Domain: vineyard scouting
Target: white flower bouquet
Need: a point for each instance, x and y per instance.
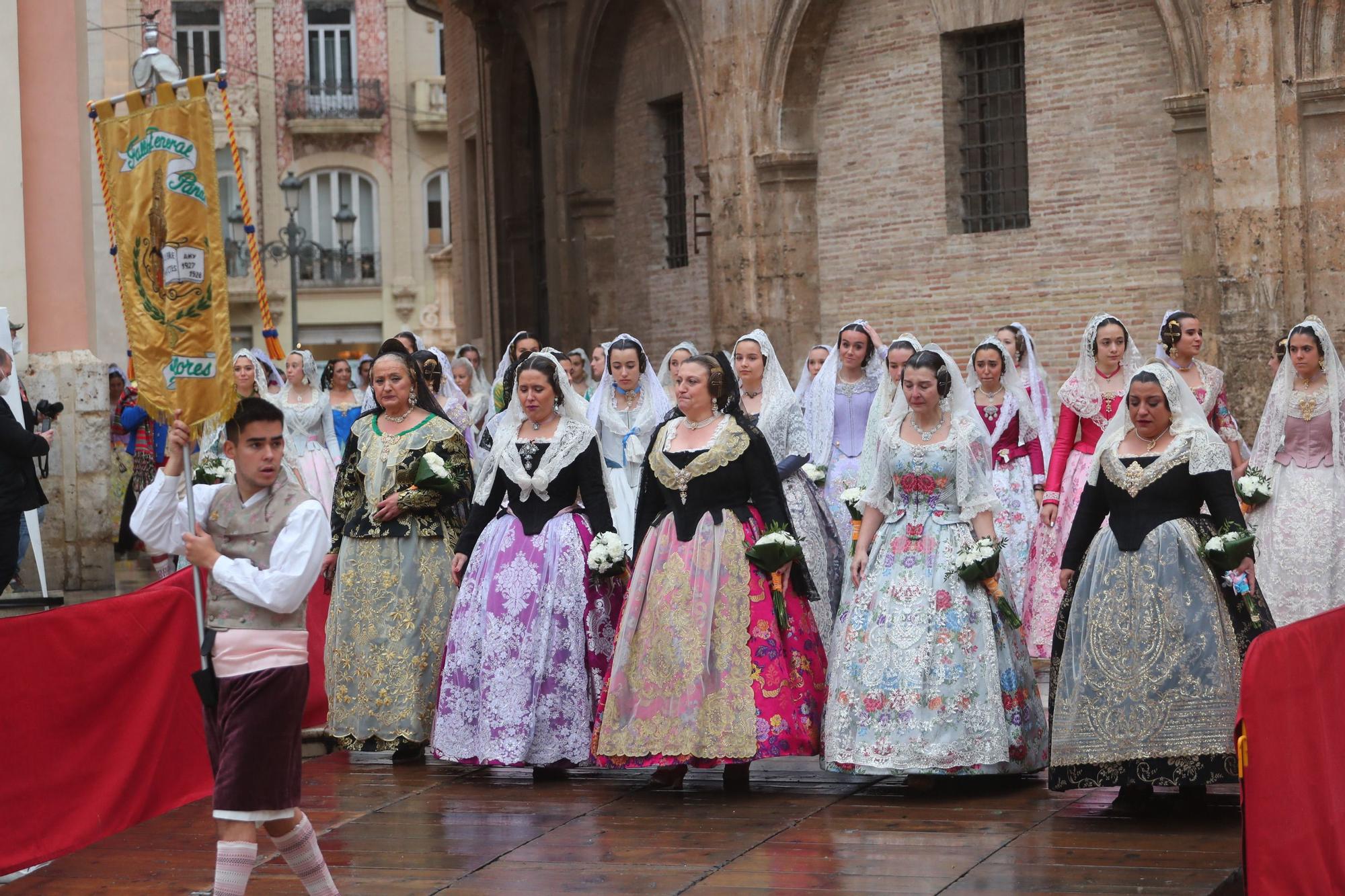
(213, 470)
(607, 555)
(980, 563)
(434, 474)
(1253, 487)
(851, 498)
(1230, 548)
(771, 553)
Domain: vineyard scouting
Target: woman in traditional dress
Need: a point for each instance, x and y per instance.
(672, 361)
(478, 403)
(1019, 342)
(1301, 447)
(392, 553)
(1019, 473)
(1093, 396)
(1180, 341)
(837, 412)
(900, 350)
(345, 400)
(926, 676)
(809, 369)
(311, 447)
(1149, 643)
(533, 631)
(770, 405)
(703, 673)
(523, 343)
(582, 381)
(625, 411)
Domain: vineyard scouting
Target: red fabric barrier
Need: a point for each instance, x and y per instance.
(100, 724)
(1293, 780)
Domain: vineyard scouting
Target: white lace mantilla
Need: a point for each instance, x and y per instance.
(568, 443)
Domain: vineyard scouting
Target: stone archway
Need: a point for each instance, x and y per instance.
(627, 57)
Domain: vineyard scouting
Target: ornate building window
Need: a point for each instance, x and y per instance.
(438, 232)
(669, 116)
(321, 198)
(200, 36)
(987, 99)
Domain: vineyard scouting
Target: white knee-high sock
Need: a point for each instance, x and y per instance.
(233, 866)
(306, 858)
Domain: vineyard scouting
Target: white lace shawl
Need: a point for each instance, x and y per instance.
(974, 486)
(1192, 435)
(572, 436)
(1270, 436)
(1016, 396)
(880, 409)
(805, 378)
(820, 408)
(781, 419)
(1081, 392)
(1039, 389)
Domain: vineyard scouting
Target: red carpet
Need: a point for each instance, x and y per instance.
(100, 724)
(1293, 779)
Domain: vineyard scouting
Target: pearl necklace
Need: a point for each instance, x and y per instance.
(693, 425)
(927, 436)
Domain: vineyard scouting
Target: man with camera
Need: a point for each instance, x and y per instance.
(20, 487)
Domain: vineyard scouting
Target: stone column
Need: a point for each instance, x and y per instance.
(1257, 198)
(59, 196)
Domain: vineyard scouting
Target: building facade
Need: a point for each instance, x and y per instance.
(349, 96)
(692, 169)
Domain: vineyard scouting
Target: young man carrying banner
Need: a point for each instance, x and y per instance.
(263, 542)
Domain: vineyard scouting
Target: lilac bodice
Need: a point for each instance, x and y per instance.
(852, 416)
(1308, 443)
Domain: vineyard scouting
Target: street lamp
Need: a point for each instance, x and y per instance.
(345, 220)
(294, 244)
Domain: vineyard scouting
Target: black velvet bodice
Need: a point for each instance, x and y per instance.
(582, 479)
(750, 479)
(1175, 494)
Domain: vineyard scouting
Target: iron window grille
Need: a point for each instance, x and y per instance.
(669, 115)
(993, 130)
(200, 38)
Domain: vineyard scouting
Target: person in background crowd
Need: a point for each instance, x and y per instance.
(147, 455)
(20, 487)
(344, 397)
(262, 542)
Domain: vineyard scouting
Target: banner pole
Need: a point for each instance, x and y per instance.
(196, 573)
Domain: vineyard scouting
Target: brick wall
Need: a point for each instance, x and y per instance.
(658, 304)
(1104, 182)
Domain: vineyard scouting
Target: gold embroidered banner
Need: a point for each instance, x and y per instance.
(158, 165)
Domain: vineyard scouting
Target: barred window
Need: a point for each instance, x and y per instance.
(992, 128)
(669, 115)
(200, 37)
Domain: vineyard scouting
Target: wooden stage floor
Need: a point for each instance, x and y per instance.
(426, 829)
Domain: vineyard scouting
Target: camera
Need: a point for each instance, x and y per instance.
(49, 411)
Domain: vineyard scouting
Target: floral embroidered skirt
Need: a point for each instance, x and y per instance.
(701, 673)
(528, 649)
(824, 553)
(1147, 665)
(925, 674)
(389, 615)
(1016, 524)
(1042, 603)
(1301, 542)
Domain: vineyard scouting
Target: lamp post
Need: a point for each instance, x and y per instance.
(294, 243)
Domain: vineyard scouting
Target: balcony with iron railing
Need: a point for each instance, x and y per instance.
(336, 107)
(430, 106)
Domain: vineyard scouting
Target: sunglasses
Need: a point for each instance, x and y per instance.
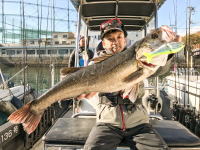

**********

Output the material above verbatim but exclude each picture.

Domain: vineyard scouting
Target: white flower bouquet
Need: a point for each instance, x and y per instance.
(213, 470)
(607, 555)
(980, 563)
(434, 474)
(1253, 487)
(851, 498)
(1230, 548)
(771, 553)
Domain: vineyard scouting
Target: woman in traditional dress
Need: a point for each instance, x and y per instance.
(672, 361)
(478, 403)
(1019, 342)
(1301, 447)
(392, 553)
(1019, 473)
(1093, 396)
(1180, 341)
(837, 412)
(900, 350)
(345, 400)
(926, 676)
(809, 369)
(311, 447)
(1149, 643)
(533, 631)
(770, 405)
(703, 673)
(523, 343)
(582, 381)
(625, 411)
Domain: vineyard scouting
Target: red fabric barrier
Need: a point for each instance, x and y per instance.
(100, 724)
(1293, 780)
Domain: vineyard scouting
Target: white lace mantilla
Need: a point for each instance, x and y per instance.
(568, 443)
Domain: vineyard scouting
Target: stone archway
Need: a point for each instance, x and y per instance.
(627, 57)
Domain: vineyard scouting
Target: ornate building window
Need: a point for each instance, x and y per instance.
(438, 232)
(669, 116)
(321, 198)
(200, 36)
(987, 99)
Domain: vineyard scouting
Target: white knee-high sock
Need: a point for each instance, x and y per instance.
(233, 866)
(306, 858)
Domain: vineyard scouting
Target: white lace shawl
Need: a point for each instance, x and y per instance.
(974, 486)
(1192, 435)
(572, 436)
(1270, 436)
(1016, 396)
(880, 409)
(805, 378)
(820, 408)
(781, 419)
(1081, 392)
(1039, 389)
Domain: vineyard scouting
Target: red carpet
Need: a point for each instance, x and y per instance.
(100, 724)
(1293, 779)
Domain: vineyard scouting
Target: pearl necklace
Need: a point for each instance, x and y per instance.
(693, 425)
(927, 436)
Domain: vineyard scouting
Target: man with camera
Need: a point for each instance, x and y per instance.
(20, 487)
Domain: vineyard scouting
Target: stone column
Need: a point for each instance, x and y per instance.
(1257, 198)
(59, 196)
Domain: vineyard scouting
Target: building facade
Need: a point for each instance, x and y per instance.
(349, 96)
(692, 169)
Domain: vineyard scouting
Target: young man carrying banner
Need: a point for each instance, x and y per instance.
(263, 542)
Domain: vineyard scouting
Target: lilac bodice
Need: a point for each instance, x and y per instance.
(852, 416)
(1308, 443)
Domain: vineyard scouting
Target: street lamp
Need: a point for each instance, x and y per instance.
(345, 220)
(294, 244)
Domain: vineyard scouting
Target: black velvet bodice
Need: a point for each instance, x and y per instance.
(582, 479)
(750, 479)
(1175, 494)
Domain: vineyard scouting
Target: iron window grille
Need: a point for each instance, x and y per instance.
(669, 115)
(993, 130)
(200, 38)
Domain: vineyard scouting
Target: person in background crowd
Need: a point for each instance, x and y per instance.
(147, 455)
(20, 487)
(344, 397)
(262, 542)
Domain: vineyard scouting
Target: banner pole
Need: a point for each instance, x and y per instance.
(196, 573)
Domain: vineyard scouting
Target: brick wall
Need: a point for each instance, x and y per instance.
(658, 304)
(1104, 182)
Domain: vineyard scouting
Target: gold embroidered banner
Need: a point for each instance, x and y per instance.
(158, 165)
Domain: vineyard scouting
Target: barred window
Need: a point for each instance, x and y per instance.
(992, 128)
(669, 115)
(200, 37)
Domain: vineyard scouting
Target: wooden stage floor
Need: a point for each instance, x and y per instance.
(426, 829)
Domain: vineyard scouting
Target: camera
Need: a point for each instance, x and y per instance.
(49, 411)
Domain: vineyard scouting
Target: floral embroidered skirt
Need: a point for each instance, x and y per instance.
(701, 673)
(528, 649)
(824, 553)
(1147, 665)
(925, 674)
(389, 615)
(1016, 524)
(1042, 603)
(1301, 542)
Domain: vineyard scouting
Target: lamp post
Need: a point for each instance, x and y per instance.
(294, 243)
Domain: vineyard scouting
Target: balcony with iron railing
Need: a point for each instance, x and y per instance.
(336, 107)
(430, 106)
Domain: vineyard scouting
Target: sunglasses
Need: a point for each instance, x and y per instance.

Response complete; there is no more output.